**Excerpted passage**
********************
By embracing the new concept of ecosystem management, the plan marked a major change in federal management of natural resources. The government has spent $50 million to monitor how the plan has affected watersheds, wildlife, timber supply, and other issues.


After declining significantly in the 1970s and 1980s, the amount of medium-aged to older forests increased 606,000 acres to a total of 7.9 million acres, 34 percent of the overall forest and right on target for the plan, said Melinda Moeur, Forest Service program leader for old growth monitoring.


Only 12 percent of that is considered classic old growth, dominated by huge trees forming a multistoried canopy. Clearcutting removed 17,300 acres, while 101,500 acres were consumed by fire.


Scientists estimate there are about 1,200 pairs in Washington, 2,000 to 3,000 pairs in Oregon and the same in Northern California, for a total of about 8,000 pairs.


The plan expected to see an average annual decline in owl numbers of 3.1 percent until enough habitat grew up to stabilize populations, but the actual decline has been sharper in some areas and less in others.


Four study areas in Washington, for example, saw an average 7.1 percent annual decline, while two study areas in southwestern Oregon saw a slight increase.


Populations have fared slightly better on lands covered by the Northwest Forest Plan than on state or private lands, said Joe Lint, a BLM wildlife biologist.


Scientists have no clear picture of what is causing the declines, but factors include invasion of spotted owl habitat by the barred owl, an aggressive cousin from Canada that often drives them off; habitat lost to past logging and wildfire; climate changes; and insect infestations, said Lint.
********************
**Data shown**
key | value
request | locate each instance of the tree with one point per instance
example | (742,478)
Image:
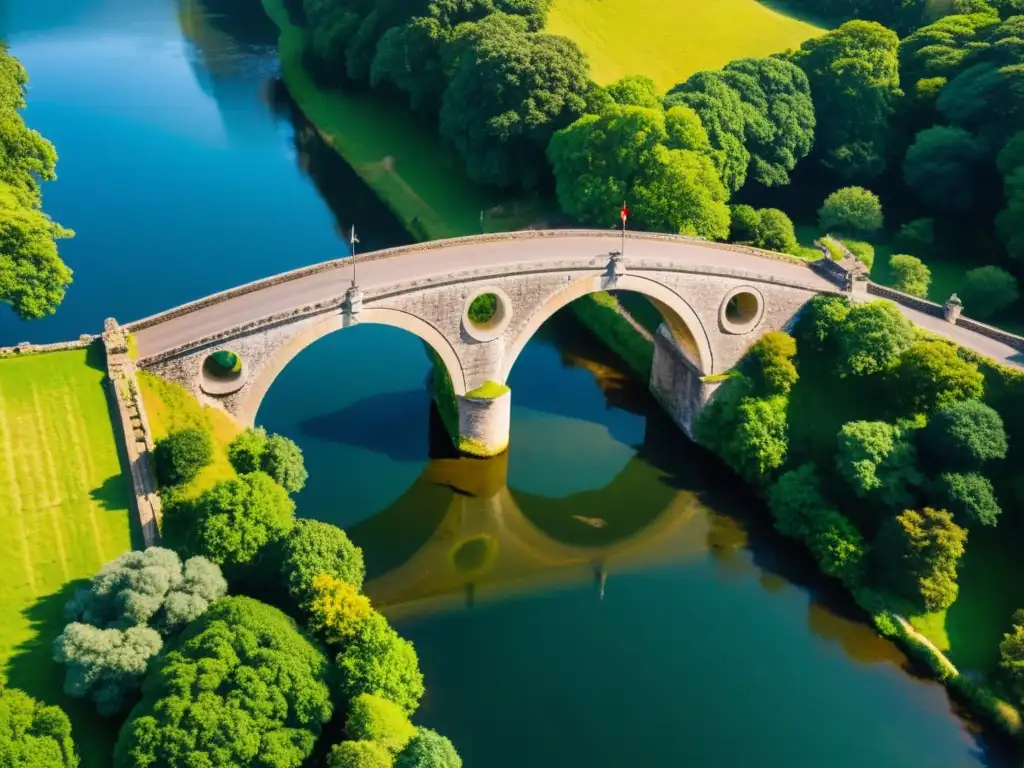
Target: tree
(283,461)
(428,750)
(942,167)
(970,498)
(105,666)
(336,609)
(147,589)
(182,455)
(374,719)
(987,290)
(656,160)
(876,459)
(243,687)
(966,435)
(312,548)
(636,90)
(34,735)
(771,363)
(852,210)
(854,77)
(873,337)
(377,660)
(909,274)
(777,232)
(232,522)
(919,552)
(931,375)
(358,755)
(507,97)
********************
**What the task requires**
Reproduce verbatim the portion of the Northwest Forest Plan passage that begins at the words "The plan expected" and stops after the words "a slight increase.".

**Solved exercise**
The plan expected to see an average annual decline in owl numbers of 3.1 percent until enough habitat grew up to stabilize populations, but the actual decline has been sharper in some areas and less in others.


Four study areas in Washington, for example, saw an average 7.1 percent annual decline, while two study areas in southwestern Oregon saw a slight increase.